* INSTRUCTION
Extract every line of the records that contains the word "outline", copying each line in full.

* DATASET RECORDS
— begin —
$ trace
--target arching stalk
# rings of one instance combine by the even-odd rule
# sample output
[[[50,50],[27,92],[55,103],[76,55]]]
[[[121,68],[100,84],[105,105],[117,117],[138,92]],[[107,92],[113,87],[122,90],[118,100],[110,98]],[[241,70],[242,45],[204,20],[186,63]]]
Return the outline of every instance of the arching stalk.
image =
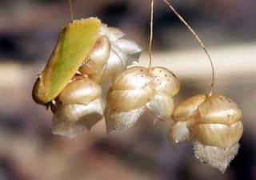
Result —
[[[167,0],[162,0],[162,2],[167,5],[167,6],[175,14],[175,15],[178,18],[178,19],[188,28],[188,30],[193,34],[193,35],[194,36],[196,41],[198,42],[198,44],[200,45],[200,46],[204,50],[204,51],[206,52],[209,61],[210,62],[210,66],[211,66],[211,70],[212,70],[212,82],[211,82],[211,85],[210,85],[210,93],[209,93],[209,96],[211,96],[214,91],[214,84],[215,84],[215,71],[214,71],[214,63],[212,61],[212,58],[210,55],[210,53],[208,52],[208,50],[206,50],[206,46],[203,44],[203,42],[202,42],[202,40],[199,38],[198,35],[196,34],[196,32],[193,30],[193,28],[186,22],[186,21],[182,18],[182,16],[177,12],[177,10],[174,8],[174,6],[167,1]]]
[[[150,2],[150,37],[149,42],[149,58],[150,62],[148,65],[148,70],[150,71],[152,66],[152,44],[153,44],[153,24],[154,23],[154,0]]]

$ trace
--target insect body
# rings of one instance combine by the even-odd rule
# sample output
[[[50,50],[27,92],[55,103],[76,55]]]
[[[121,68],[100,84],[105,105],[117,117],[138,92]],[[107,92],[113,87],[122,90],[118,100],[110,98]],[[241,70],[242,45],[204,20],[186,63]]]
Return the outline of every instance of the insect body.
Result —
[[[98,18],[75,20],[62,30],[57,45],[33,90],[35,102],[54,100],[76,74],[95,44],[101,22]]]
[[[141,53],[123,36],[95,18],[75,20],[62,30],[33,90],[36,102],[51,107],[54,134],[73,138],[103,118],[100,84],[137,62]]]

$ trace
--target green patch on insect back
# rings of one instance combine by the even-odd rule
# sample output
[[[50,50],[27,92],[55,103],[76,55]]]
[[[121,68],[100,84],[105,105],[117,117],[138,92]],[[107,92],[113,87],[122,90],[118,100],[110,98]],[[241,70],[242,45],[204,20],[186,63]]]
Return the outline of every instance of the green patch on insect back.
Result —
[[[75,74],[98,38],[101,22],[75,20],[62,30],[58,43],[33,90],[33,98],[46,104],[54,99]]]

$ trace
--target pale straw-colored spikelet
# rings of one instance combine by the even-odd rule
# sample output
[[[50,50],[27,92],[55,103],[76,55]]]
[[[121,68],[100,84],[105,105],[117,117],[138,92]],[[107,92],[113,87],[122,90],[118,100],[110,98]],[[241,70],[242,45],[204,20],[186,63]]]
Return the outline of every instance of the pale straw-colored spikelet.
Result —
[[[174,143],[191,139],[197,158],[225,172],[238,150],[243,131],[241,118],[240,109],[229,98],[196,95],[175,108],[170,139]]]

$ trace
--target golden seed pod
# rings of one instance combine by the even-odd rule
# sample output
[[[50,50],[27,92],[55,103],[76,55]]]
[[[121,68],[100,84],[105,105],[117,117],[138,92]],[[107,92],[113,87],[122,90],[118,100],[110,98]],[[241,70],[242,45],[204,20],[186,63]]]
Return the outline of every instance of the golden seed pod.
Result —
[[[134,42],[121,39],[124,34],[117,28],[103,24],[99,34],[98,42],[79,71],[96,82],[103,83],[138,62],[142,50]]]
[[[56,99],[52,132],[74,138],[85,128],[90,129],[104,114],[105,105],[99,85],[88,78],[69,83]]]
[[[169,119],[174,109],[172,97],[178,90],[176,77],[163,67],[129,68],[114,79],[108,92],[108,131],[131,127],[146,110],[160,119]]]
[[[205,102],[206,95],[193,96],[182,102],[175,108],[172,115],[174,123],[170,126],[170,138],[174,144],[190,138],[188,124],[198,113],[198,106]]]
[[[195,157],[224,172],[238,152],[243,131],[238,105],[223,95],[199,94],[180,103],[173,118],[170,139],[192,139]]]
[[[86,62],[81,66],[79,71],[83,74],[94,75],[100,72],[110,54],[110,42],[106,36],[98,38]]]
[[[107,95],[106,123],[107,131],[131,127],[146,110],[154,90],[147,69],[135,66],[114,79]]]
[[[154,67],[151,70],[154,96],[147,104],[147,108],[162,120],[169,120],[174,110],[173,96],[180,89],[176,76],[165,67]]]

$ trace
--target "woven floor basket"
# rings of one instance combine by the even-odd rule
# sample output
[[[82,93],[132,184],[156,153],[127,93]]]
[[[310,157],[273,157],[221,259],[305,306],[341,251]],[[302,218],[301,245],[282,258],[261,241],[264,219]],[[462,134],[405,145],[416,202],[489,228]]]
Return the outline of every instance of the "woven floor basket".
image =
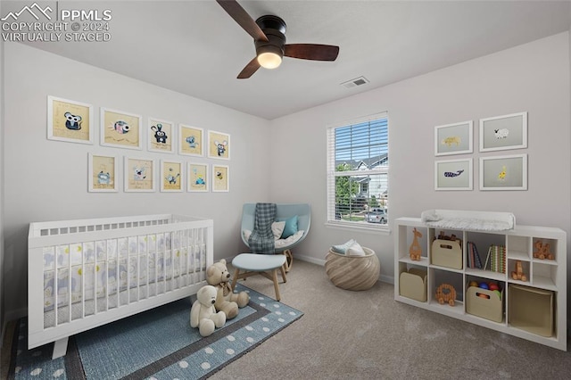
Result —
[[[331,282],[342,289],[367,290],[375,285],[381,264],[375,251],[363,247],[365,256],[346,256],[329,250],[325,271]]]

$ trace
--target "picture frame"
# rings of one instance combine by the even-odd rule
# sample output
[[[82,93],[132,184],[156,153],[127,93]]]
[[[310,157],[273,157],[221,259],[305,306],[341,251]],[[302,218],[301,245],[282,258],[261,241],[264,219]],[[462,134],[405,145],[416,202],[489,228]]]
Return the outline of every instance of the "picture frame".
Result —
— end —
* THE RESPONSE
Return the outline of every instance of the arching stalk.
Return the outline of every instance of the insect body.
Return the outline of every instance of the green patch on insect back.
Return the outline of every instance of the pale straw-colored spikelet.
Return the outline of every instance of the golden seed pod.
Return the outline of every instance of the "woven floor basket".
Return the outline of every instance of the "picture frame".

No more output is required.